What is expected
Your task is to output the data exactly as it stands.

Stored items:
»»

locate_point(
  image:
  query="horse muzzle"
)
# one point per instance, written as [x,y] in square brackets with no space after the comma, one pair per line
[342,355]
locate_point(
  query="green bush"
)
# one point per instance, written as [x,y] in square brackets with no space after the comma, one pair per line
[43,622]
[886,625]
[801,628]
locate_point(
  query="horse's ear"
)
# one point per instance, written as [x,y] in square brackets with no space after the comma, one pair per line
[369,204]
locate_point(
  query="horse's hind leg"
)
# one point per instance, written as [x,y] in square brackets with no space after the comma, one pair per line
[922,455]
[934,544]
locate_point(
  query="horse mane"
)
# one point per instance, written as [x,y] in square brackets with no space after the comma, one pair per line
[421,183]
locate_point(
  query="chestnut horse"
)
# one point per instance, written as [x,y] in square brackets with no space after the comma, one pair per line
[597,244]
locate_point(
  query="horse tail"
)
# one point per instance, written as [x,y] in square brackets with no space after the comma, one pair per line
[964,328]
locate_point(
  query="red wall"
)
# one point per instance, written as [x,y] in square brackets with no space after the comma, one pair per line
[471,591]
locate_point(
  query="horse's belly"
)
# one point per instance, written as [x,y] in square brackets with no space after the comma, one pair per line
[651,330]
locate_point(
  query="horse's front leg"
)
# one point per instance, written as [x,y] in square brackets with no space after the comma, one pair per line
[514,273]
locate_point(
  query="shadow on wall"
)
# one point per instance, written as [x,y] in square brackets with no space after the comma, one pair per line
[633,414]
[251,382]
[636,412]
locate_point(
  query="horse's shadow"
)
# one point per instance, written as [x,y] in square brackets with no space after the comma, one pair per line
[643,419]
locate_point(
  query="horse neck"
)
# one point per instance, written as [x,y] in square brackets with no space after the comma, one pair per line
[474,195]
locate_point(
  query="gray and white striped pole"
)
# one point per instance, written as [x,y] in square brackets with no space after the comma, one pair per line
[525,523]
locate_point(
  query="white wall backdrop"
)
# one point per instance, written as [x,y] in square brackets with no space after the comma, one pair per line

««

Complete output
locate_point(
  image:
  query="horse muzzle"
)
# one point per instance, written as [x,y] in square brackets with no space after the comma, one pair per line
[342,355]
locate_point(
  query="green bush"
)
# one point per instance, written as [x,y] in square brackets with no space after the comma, one pair per line
[43,622]
[886,625]
[801,628]
locate_point(
  query="horse's ear"
)
# one point per instance, written as [x,y] in square brackets with no space after the comma, one pair per line
[369,204]
locate_point(
  query="horse's hind leg"
)
# one point per instance, written as [x,y] in square brackets with no space after the comma, one pair per line
[922,455]
[934,544]
locate_point(
  query="horse mane"
)
# one point per instance, written as [x,y] in square brackets with no space after the comma, one pair per line
[421,183]
locate_point(
  query="chestnut horse"
)
# one point per instance, written as [x,y] in square brackets with no space after the comma, one pair per line
[597,244]
locate_point(
  query="horse tail"
)
# one point per instance, written as [x,y] in square brackets with no space after the comma, one pair per line
[964,328]
locate_point(
  query="red wall"
)
# one point per instance, written as [x,y] in square brackets with no space after the comma, one pair per line
[471,591]
locate_point(
  query="horse's belly"
)
# one point per instance, written as [x,y] in square brackets with no space after the comma, one pair per line
[651,330]
locate_point(
  query="horse's front leg"
)
# one point per instance, written as [x,y] in square brackets with no space after the comma, one pair per line
[514,273]
locate_point(
  query="shadow on wall"
)
# one point per instance, written as [x,y] in square brackets with no space after the comma, one pair per line
[633,414]
[251,382]
[636,412]
locate_point(
  query="horse's shadow"
)
# one point per instance, written as [x,y] in square brackets with no space after the comma, one pair per line
[643,419]
locate_point(
  query="horse neck"
)
# one point per instance, written as [x,y] in square brackets with no space after the comma, one pair per line
[474,195]
locate_point(
  query="gray and white striped pole"
)
# one point per instance, written as [x,y] in square brackets with no space after the comma, one pair per line
[525,523]
locate_point(
  query="white wall backdrop"
)
# one point per instance, written as [x,y] in square brackets with no space after the comma, one pair per line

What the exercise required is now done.